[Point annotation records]
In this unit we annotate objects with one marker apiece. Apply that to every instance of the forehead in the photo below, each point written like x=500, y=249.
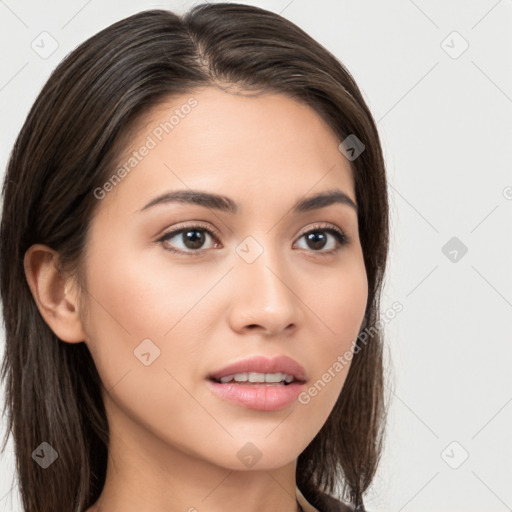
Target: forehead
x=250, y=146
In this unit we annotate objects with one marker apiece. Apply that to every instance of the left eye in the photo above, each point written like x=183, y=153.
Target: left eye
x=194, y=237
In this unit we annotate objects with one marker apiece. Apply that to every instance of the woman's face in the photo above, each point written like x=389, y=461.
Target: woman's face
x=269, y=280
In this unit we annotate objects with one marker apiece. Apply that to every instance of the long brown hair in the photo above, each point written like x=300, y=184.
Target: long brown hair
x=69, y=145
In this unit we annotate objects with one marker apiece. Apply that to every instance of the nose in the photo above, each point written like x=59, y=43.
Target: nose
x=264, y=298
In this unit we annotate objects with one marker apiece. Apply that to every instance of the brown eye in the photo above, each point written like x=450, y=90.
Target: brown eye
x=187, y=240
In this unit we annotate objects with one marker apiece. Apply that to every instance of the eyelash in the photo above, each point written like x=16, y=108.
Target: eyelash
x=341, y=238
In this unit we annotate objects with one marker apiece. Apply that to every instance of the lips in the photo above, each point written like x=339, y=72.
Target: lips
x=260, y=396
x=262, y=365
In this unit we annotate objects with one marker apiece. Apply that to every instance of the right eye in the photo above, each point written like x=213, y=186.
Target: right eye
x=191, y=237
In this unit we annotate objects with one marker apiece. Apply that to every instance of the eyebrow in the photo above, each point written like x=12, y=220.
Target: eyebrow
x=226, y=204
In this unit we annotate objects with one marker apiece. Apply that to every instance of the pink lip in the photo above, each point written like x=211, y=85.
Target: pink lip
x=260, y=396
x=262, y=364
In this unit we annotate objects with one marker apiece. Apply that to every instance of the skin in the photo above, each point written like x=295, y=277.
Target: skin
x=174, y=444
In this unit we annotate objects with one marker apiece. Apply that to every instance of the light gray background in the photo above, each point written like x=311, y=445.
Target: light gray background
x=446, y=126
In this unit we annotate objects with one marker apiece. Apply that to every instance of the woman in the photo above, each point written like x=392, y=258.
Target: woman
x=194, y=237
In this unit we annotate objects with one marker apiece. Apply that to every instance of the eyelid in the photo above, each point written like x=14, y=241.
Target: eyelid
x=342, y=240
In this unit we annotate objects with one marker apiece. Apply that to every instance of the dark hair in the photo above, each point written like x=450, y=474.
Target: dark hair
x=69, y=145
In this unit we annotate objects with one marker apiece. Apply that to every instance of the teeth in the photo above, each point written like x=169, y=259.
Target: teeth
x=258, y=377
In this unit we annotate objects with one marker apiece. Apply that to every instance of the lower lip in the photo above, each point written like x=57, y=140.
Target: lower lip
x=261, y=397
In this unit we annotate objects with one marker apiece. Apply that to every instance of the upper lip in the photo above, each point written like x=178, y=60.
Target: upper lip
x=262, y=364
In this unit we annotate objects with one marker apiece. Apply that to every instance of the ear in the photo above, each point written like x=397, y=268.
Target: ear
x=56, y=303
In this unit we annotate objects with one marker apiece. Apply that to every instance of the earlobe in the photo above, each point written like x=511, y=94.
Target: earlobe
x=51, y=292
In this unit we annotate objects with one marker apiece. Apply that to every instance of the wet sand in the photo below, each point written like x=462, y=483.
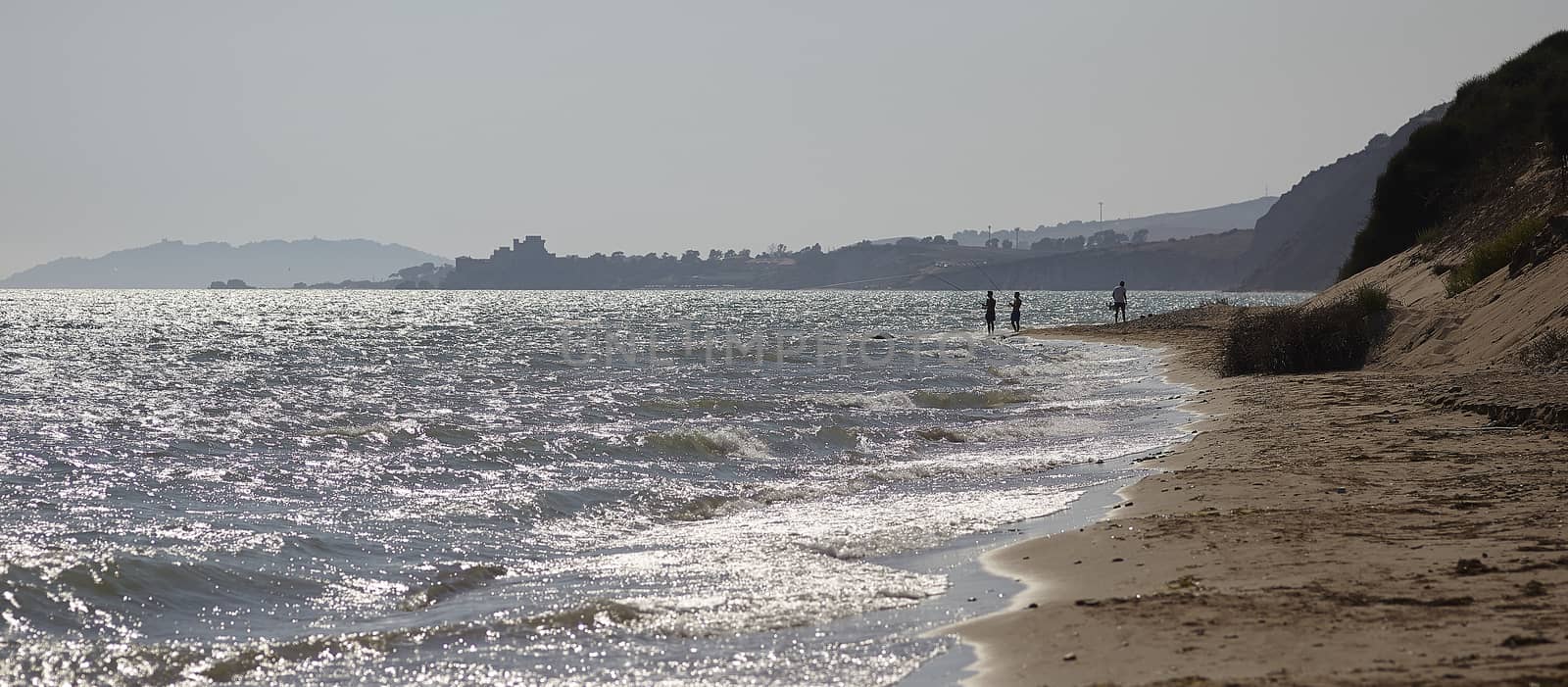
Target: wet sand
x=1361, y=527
...
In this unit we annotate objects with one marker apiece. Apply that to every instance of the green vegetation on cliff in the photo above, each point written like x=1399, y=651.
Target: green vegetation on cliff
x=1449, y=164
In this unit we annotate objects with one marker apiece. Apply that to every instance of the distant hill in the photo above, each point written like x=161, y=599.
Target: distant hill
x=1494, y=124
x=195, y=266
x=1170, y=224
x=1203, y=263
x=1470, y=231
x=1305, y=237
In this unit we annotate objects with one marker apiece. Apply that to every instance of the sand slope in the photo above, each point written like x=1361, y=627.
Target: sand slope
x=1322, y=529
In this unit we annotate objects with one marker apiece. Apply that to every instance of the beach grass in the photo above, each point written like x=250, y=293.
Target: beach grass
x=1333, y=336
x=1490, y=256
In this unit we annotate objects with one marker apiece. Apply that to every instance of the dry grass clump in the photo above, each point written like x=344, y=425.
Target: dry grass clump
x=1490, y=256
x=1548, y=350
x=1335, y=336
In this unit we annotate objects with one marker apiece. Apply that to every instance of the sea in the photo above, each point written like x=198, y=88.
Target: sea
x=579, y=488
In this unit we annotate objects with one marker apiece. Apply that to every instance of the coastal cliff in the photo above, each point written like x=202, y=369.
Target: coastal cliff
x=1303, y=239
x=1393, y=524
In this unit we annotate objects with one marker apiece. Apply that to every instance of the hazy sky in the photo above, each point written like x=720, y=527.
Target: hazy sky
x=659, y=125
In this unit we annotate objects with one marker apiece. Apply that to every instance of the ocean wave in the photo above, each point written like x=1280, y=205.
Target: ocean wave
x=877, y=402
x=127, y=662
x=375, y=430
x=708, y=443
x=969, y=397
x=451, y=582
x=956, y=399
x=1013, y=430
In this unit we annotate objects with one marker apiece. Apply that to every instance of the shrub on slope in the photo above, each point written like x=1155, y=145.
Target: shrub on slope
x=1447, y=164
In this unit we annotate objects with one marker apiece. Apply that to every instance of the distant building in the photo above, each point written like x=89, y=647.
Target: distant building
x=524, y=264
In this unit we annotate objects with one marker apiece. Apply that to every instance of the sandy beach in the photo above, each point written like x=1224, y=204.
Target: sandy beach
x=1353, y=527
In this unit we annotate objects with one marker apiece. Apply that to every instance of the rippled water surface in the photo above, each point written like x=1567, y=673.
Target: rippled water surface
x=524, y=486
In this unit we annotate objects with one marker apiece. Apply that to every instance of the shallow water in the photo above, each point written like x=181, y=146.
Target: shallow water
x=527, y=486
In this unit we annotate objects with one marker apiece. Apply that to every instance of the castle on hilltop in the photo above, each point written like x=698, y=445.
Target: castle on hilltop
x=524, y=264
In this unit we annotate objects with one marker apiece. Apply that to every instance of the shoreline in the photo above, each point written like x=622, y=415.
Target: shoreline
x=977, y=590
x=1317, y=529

TO BE DONE: Put the lines of the records, from the line with "like x=389, y=461." up to and including the line with "x=187, y=240", into a Markdown table with the columns Row and Line, numbering each line and leaving out blank lines.

EXERCISE SOLUTION:
| Row | Line |
|---|---|
| 1 | In this unit we annotate objects with one marker apiece. Apply that to every instance of the woman's face in the photo above, each point written like x=389, y=461. |
| 2 | Target: woman's face |
| 3 | x=269, y=280 |
| 4 | In this unit we annotate objects with one marker apiece. Apply that to every instance of the long brown hair in the photo above, each point written like x=300, y=184. |
| 5 | Target: long brown hair |
| 6 | x=69, y=145 |
| 7 | In this unit we annotate objects with one marker apiece. Apply that to every instance of the nose in the photo above, each point written like x=59, y=43. |
| 8 | Target: nose |
| 9 | x=264, y=298 |
| 10 | In this unit we annotate objects with one marker apiece. Apply that to every instance of the brown eye in the photo above, each point written like x=450, y=90. |
| 11 | Target: brown eye |
| 12 | x=187, y=240 |